<<<<
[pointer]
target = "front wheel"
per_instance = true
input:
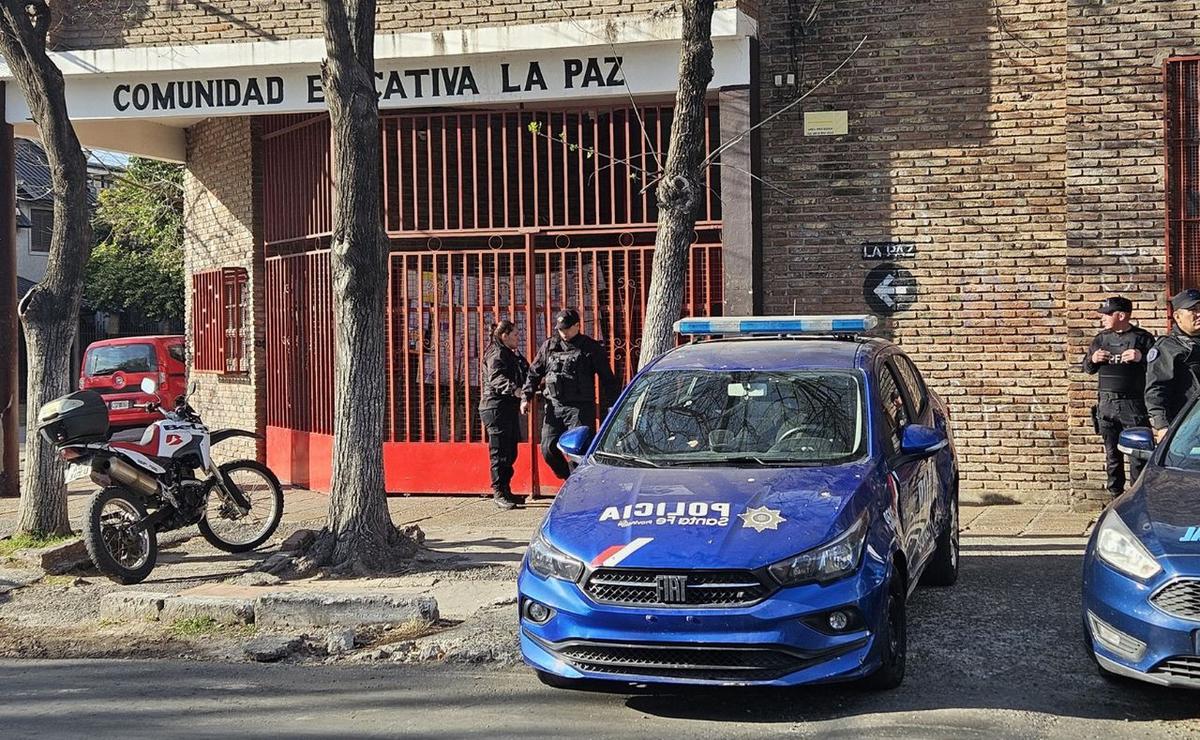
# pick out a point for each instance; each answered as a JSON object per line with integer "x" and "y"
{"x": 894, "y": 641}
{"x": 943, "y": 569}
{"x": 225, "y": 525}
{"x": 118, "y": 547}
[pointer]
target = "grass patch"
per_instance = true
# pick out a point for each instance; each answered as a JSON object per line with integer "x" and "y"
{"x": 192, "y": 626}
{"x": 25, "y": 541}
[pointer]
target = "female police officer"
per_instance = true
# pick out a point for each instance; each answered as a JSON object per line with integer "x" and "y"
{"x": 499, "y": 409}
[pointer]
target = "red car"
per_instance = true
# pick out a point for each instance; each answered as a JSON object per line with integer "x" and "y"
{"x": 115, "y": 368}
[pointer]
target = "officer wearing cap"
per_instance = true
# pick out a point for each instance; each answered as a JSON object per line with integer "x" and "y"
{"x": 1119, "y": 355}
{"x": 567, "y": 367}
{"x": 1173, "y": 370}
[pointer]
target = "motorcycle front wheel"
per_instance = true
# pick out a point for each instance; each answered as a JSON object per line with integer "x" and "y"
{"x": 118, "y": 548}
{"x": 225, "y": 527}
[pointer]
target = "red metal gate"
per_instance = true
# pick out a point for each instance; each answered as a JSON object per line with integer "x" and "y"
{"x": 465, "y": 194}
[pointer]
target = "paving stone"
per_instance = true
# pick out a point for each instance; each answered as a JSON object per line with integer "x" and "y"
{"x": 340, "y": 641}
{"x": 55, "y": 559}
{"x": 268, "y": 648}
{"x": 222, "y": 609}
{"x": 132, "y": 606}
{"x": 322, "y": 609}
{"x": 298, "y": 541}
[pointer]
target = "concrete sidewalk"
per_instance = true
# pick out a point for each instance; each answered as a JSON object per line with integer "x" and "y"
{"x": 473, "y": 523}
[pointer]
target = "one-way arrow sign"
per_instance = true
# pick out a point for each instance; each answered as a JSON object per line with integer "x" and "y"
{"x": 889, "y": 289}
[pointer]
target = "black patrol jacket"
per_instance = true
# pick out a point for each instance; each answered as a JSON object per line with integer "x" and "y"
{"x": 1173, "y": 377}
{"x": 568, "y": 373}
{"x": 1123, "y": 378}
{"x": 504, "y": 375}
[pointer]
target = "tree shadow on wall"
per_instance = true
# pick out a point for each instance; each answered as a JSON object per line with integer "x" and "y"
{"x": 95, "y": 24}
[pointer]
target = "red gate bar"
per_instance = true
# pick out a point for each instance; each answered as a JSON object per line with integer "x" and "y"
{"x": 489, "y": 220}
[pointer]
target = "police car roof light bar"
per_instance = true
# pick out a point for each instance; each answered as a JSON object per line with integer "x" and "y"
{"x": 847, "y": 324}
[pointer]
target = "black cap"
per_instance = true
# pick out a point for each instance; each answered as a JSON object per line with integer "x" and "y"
>>>>
Select every line of the entries above that contains the string "gate", and copy each one. Match case exactly.

_Problem solution_
target = "red metal gate"
target = "red gate bar"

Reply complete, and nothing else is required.